**REQUIREMENT**
Extract the complete article below on community and technical colleges during the pandemic, reproducing every word without change.

By Laurel White
Like most educational institutions, community and technical colleges across the United States were forced to make big changes during the height of the COVID-19 pandemic. A new book from a UW–Madison School of Education faculty member digs deep into that tumultuous time, unearthing inspiring innovations and changes that could have lasting impact.
The book, “Delivering Promise: Equity-Driven Educational Change and Innovation in Community and Technical Colleges,” is the latest effort from leading higher education and community college scholar Xueli Wang. Wang is the Barbara and Glenn Thompson Professor in Educational Leadership in the School of Education’s Department of Educational Leadership and Policy Analysis. She is also the president-elect of the national Council for the Study of Community Colleges.
“Delivering Promise” is the product of Wang’s interviews with 126 community and technical college educators in seven states between 2021 and early 2023. The interviews with administrators, faculty, and staff, along with extensive document reviews and site visits, allowed Wang to shed light on how campuses adapted to the pressing needs of students during the height of the pandemic.

**INPUT DATA**
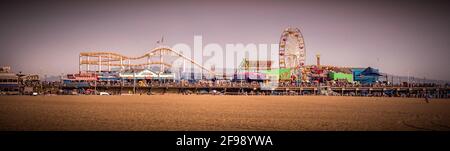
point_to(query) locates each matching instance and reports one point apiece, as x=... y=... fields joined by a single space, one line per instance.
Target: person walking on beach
x=427 y=97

**RESULT FOR THIS TASK**
By Laurel White
Like most educational institutions, community and technical colleges across the United States were forced to make big changes during the height of the COVID-19 pandemic. A new book from a UW–Madison School of Education faculty member digs deep into that tumultuous time, unearthing inspiring innovations and changes that could have lasting impact.
The book, “Delivering Promise: Equity-Driven Educational Change and Innovation in Community and Technical Colleges,” is the latest effort from leading higher education and community college scholar Xueli Wang. Wang is the Barbara and Glenn Thompson Professor in Educational Leadership in the School of Education’s Department of Educational Leadership and Policy Analysis. She is also the president-elect of the national Council for the Study of Community Colleges.
“Delivering Promise” is the product of Wang’s interviews with 126 community and technical college educators in seven states between 2021 and early 2023. The interviews with administrators, faculty, and staff, along with extensive document reviews and site visits, allowed Wang to shed light on how campuses adapted to the pressing needs of students during the height of the pandemic.